DESCRIPTION OF THE TASK - List every line of the records below that contains the word "winter", matching case exactly.
--- START ---
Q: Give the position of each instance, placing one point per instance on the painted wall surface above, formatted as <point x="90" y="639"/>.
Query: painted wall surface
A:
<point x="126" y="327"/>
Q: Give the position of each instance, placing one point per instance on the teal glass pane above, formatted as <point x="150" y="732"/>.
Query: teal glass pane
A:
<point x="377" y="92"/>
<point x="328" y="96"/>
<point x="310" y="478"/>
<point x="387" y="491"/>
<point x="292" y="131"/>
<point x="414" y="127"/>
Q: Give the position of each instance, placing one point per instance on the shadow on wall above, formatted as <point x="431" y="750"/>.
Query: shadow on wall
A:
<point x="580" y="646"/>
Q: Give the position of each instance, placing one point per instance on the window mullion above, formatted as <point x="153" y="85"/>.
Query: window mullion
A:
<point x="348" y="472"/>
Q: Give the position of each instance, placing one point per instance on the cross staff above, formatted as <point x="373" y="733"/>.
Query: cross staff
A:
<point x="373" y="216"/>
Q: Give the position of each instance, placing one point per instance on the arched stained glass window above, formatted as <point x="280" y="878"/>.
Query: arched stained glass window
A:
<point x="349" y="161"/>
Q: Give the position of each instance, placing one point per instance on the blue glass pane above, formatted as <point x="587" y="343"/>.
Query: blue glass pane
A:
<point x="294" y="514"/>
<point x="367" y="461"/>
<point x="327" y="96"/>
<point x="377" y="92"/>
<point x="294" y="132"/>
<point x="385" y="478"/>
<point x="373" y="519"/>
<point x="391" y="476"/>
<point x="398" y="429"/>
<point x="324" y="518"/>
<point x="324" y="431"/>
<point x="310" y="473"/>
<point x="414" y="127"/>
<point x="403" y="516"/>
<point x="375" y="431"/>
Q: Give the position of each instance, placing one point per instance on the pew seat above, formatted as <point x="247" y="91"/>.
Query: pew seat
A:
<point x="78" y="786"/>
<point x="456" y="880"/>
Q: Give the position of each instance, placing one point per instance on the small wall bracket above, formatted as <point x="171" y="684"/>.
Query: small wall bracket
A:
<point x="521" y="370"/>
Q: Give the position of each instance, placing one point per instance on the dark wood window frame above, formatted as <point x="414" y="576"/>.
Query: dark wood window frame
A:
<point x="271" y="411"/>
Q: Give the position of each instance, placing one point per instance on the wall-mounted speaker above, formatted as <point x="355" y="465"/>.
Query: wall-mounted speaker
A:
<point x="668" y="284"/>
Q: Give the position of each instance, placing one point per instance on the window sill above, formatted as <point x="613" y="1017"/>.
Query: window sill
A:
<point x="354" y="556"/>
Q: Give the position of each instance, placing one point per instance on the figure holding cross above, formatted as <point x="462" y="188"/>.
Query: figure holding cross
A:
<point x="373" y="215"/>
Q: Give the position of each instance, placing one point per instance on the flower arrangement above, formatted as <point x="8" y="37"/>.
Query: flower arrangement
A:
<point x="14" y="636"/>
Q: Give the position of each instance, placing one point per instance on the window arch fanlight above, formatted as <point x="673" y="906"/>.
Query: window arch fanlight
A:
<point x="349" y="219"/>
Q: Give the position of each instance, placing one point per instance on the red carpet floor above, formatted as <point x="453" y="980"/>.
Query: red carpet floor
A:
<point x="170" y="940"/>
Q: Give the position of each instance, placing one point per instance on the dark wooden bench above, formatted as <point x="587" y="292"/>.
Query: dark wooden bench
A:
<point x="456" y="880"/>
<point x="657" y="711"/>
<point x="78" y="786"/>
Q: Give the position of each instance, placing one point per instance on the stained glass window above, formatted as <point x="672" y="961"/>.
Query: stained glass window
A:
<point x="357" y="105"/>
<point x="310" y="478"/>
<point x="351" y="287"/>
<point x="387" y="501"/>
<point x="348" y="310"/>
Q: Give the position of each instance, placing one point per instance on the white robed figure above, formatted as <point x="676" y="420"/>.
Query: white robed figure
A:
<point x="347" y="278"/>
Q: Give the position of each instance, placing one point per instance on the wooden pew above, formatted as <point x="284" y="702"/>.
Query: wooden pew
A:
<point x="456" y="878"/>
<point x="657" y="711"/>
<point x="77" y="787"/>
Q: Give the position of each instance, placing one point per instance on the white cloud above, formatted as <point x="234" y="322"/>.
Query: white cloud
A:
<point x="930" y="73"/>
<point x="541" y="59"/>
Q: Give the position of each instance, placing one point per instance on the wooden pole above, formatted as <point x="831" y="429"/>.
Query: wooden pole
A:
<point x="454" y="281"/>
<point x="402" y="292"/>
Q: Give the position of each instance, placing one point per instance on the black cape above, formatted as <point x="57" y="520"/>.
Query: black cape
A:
--- END ---
--- START ---
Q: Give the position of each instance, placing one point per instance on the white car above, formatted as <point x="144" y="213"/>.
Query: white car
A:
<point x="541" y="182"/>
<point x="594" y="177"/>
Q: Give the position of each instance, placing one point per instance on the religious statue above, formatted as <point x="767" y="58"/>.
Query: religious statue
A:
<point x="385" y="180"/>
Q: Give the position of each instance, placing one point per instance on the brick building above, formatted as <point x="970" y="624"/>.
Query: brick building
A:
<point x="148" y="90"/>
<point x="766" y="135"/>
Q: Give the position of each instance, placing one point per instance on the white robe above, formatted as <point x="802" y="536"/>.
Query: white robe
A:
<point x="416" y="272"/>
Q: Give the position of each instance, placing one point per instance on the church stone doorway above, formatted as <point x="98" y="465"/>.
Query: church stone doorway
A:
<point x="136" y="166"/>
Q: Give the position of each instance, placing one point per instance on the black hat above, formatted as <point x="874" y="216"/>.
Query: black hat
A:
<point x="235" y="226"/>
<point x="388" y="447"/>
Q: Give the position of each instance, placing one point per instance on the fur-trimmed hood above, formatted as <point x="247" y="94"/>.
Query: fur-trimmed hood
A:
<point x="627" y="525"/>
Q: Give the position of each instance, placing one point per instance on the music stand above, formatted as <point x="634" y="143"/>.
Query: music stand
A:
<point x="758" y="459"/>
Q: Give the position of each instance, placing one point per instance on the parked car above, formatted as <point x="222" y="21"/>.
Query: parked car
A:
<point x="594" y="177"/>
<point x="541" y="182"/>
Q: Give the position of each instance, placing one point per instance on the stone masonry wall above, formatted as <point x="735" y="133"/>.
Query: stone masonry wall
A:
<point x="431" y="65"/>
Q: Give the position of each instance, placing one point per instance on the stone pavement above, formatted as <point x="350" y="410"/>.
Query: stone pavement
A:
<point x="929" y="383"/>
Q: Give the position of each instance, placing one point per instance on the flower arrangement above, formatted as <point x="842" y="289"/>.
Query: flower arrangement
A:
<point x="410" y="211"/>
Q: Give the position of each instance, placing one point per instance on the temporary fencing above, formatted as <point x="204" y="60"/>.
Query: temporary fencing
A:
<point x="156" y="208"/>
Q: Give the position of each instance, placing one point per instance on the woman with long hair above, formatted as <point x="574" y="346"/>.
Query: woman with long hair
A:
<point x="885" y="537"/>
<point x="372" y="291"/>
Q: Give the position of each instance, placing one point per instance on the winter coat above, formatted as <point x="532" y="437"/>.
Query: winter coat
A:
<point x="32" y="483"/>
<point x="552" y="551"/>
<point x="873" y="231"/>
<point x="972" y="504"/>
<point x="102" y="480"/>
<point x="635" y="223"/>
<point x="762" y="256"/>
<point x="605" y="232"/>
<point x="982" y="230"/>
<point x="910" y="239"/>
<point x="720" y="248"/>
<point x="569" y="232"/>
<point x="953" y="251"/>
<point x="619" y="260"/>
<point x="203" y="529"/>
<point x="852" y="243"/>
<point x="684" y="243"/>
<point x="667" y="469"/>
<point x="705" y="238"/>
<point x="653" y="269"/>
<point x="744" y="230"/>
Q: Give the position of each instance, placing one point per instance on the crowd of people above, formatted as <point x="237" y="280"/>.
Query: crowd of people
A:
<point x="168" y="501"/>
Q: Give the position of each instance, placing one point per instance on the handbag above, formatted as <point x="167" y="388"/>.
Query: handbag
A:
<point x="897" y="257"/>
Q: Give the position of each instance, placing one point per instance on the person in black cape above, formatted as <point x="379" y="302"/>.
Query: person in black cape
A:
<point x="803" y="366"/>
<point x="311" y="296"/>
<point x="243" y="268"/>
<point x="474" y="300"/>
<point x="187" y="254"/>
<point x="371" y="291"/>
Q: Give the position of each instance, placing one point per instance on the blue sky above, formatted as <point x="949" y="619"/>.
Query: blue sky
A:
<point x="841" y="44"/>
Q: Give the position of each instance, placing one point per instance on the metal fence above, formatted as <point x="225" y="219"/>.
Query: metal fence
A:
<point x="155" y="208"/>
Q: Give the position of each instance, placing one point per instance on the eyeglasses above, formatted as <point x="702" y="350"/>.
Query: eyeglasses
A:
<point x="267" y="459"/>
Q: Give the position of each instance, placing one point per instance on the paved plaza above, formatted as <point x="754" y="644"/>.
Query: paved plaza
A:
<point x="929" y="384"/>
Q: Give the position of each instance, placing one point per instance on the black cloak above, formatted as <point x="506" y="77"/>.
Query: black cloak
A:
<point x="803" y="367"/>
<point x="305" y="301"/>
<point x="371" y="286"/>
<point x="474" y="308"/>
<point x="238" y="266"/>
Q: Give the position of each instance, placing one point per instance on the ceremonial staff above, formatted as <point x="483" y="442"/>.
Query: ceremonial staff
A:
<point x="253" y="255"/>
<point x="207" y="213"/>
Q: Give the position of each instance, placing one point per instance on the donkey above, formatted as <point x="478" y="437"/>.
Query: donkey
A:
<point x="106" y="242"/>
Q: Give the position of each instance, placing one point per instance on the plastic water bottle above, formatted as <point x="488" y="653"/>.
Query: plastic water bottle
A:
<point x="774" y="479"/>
--- END ---
CORRECT OUTPUT -
Q: Give the position of each instance, placing one point per instance on the winter coat above, formatted as <point x="532" y="437"/>.
Query: winter coat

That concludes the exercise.